[Source records]
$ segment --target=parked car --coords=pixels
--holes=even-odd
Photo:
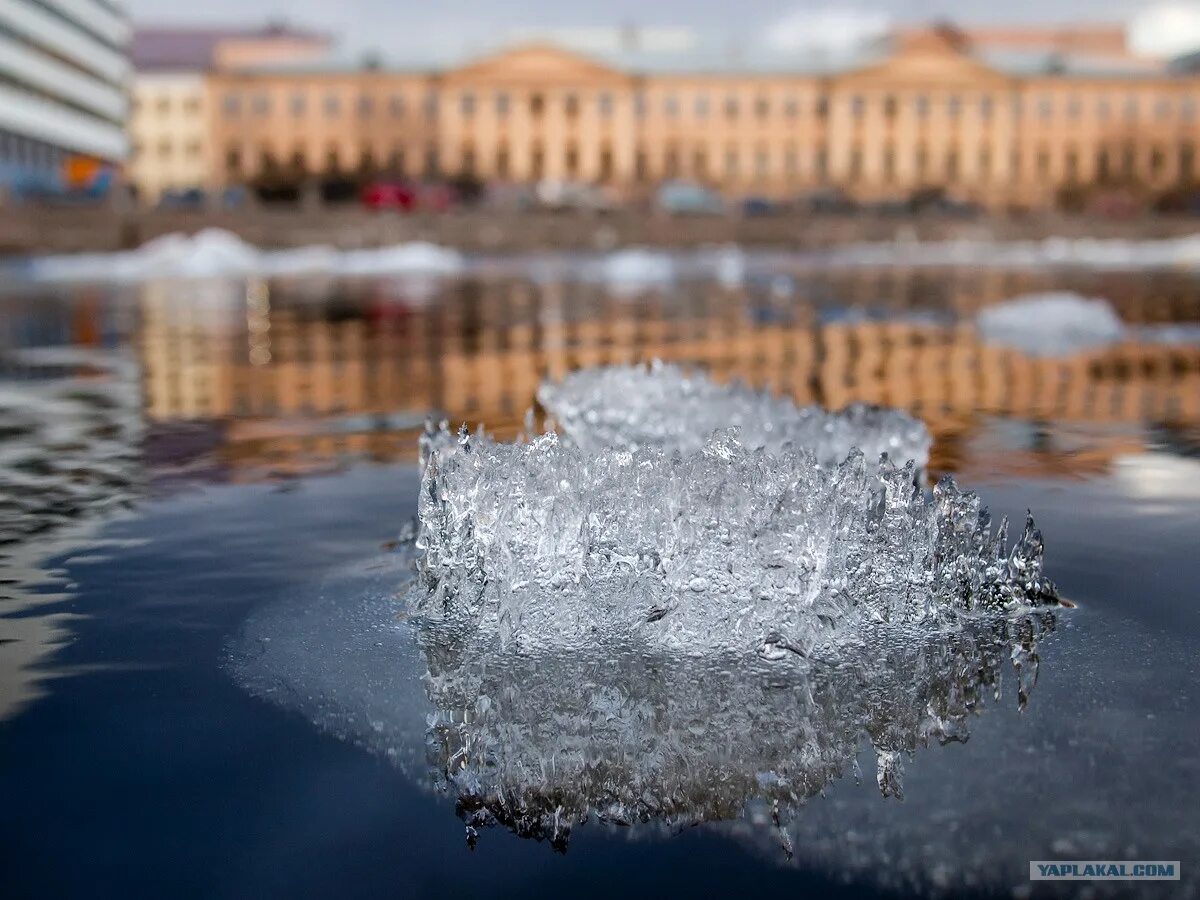
[[[784,212],[782,203],[767,197],[747,197],[742,201],[742,215],[750,218],[759,216],[774,216]]]
[[[578,181],[538,182],[534,198],[539,209],[554,212],[608,212],[615,206],[601,185]]]
[[[367,209],[409,212],[417,205],[417,194],[400,181],[373,181],[362,190]]]
[[[657,207],[674,215],[721,215],[725,201],[714,191],[690,181],[668,181],[658,189]]]
[[[168,188],[158,198],[159,209],[204,209],[207,195],[200,188]]]
[[[810,213],[852,213],[858,204],[841,188],[817,188],[799,199],[800,208]]]

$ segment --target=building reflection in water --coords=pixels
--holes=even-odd
[[[431,412],[511,433],[543,378],[654,358],[801,404],[909,410],[934,434],[935,471],[1102,471],[1141,449],[1147,427],[1186,443],[1200,425],[1200,346],[1030,358],[980,340],[979,309],[1064,287],[1108,298],[1132,326],[1200,321],[1200,284],[1170,273],[888,269],[634,297],[522,279],[250,280],[147,285],[137,340],[148,419],[213,423],[235,480],[407,459]],[[1030,424],[983,460],[983,416]]]

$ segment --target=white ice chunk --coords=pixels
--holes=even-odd
[[[315,273],[454,275],[464,265],[458,251],[425,242],[364,250],[260,250],[230,231],[206,228],[194,235],[163,235],[121,253],[38,257],[29,262],[25,274],[36,281],[139,282]]]
[[[855,622],[936,623],[1052,597],[1032,520],[1011,552],[971,493],[912,463],[807,451],[594,452],[547,434],[425,441],[414,611],[526,648],[618,637],[805,657]]]
[[[871,465],[880,454],[922,467],[929,460],[925,426],[895,409],[854,405],[839,412],[797,408],[791,400],[740,384],[717,384],[699,372],[654,363],[585,369],[545,383],[538,400],[564,435],[590,450],[638,447],[699,450],[717,430],[738,428],[751,449],[807,450],[836,465],[857,447]]]
[[[989,306],[976,317],[985,342],[1031,356],[1071,356],[1125,336],[1107,300],[1070,292],[1028,294]]]

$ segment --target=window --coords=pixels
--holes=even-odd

Instructions for the task: Exclude the pictures. Write out the remaining data exactly.

The completed task:
$ segment --target=parked car --coords=pixels
--holes=even-odd
Photo:
[[[784,212],[782,203],[767,197],[747,197],[742,201],[742,215],[750,218],[759,216],[774,216]]]
[[[578,181],[538,182],[534,198],[539,209],[554,212],[608,212],[615,206],[601,185]]]
[[[367,209],[409,212],[417,205],[417,194],[400,181],[373,181],[362,190]]]
[[[657,207],[674,215],[721,215],[725,201],[714,191],[690,181],[668,181],[658,189]]]
[[[168,188],[158,198],[159,209],[204,209],[207,195],[200,188]]]
[[[810,213],[852,213],[858,204],[841,188],[817,188],[799,199],[800,208]]]

$ segment --target=building reflection in water --coords=pixels
--holes=even-odd
[[[431,412],[511,433],[543,378],[654,358],[801,404],[909,410],[934,434],[935,471],[1102,471],[1141,449],[1147,427],[1186,443],[1200,425],[1200,346],[1030,358],[980,340],[979,309],[1064,287],[1108,298],[1132,326],[1200,321],[1200,284],[1170,273],[888,269],[634,297],[522,279],[250,280],[147,285],[137,340],[148,419],[213,423],[235,480],[407,459]],[[1030,424],[983,460],[983,416]]]

$ segment --target=white ice chunk --coords=pixels
--holes=even-odd
[[[315,273],[454,275],[464,265],[458,251],[425,242],[364,250],[260,250],[230,231],[206,228],[194,235],[163,235],[121,253],[38,257],[29,262],[25,274],[36,281],[139,282]]]
[[[855,622],[936,623],[1052,597],[1032,520],[1011,552],[971,493],[912,463],[807,451],[594,452],[547,434],[425,441],[414,611],[526,648],[618,637],[805,657]]]
[[[871,465],[880,454],[922,467],[929,460],[925,426],[895,409],[854,405],[839,412],[797,408],[791,400],[740,384],[717,384],[699,372],[654,363],[585,369],[545,383],[538,400],[564,435],[590,450],[638,447],[699,450],[717,430],[738,428],[751,449],[807,450],[836,465],[857,447]]]
[[[989,306],[976,317],[985,342],[1031,356],[1071,356],[1125,336],[1107,300],[1070,292],[1028,294]]]

$ segment --target=window --coords=pixels
--holes=even-odd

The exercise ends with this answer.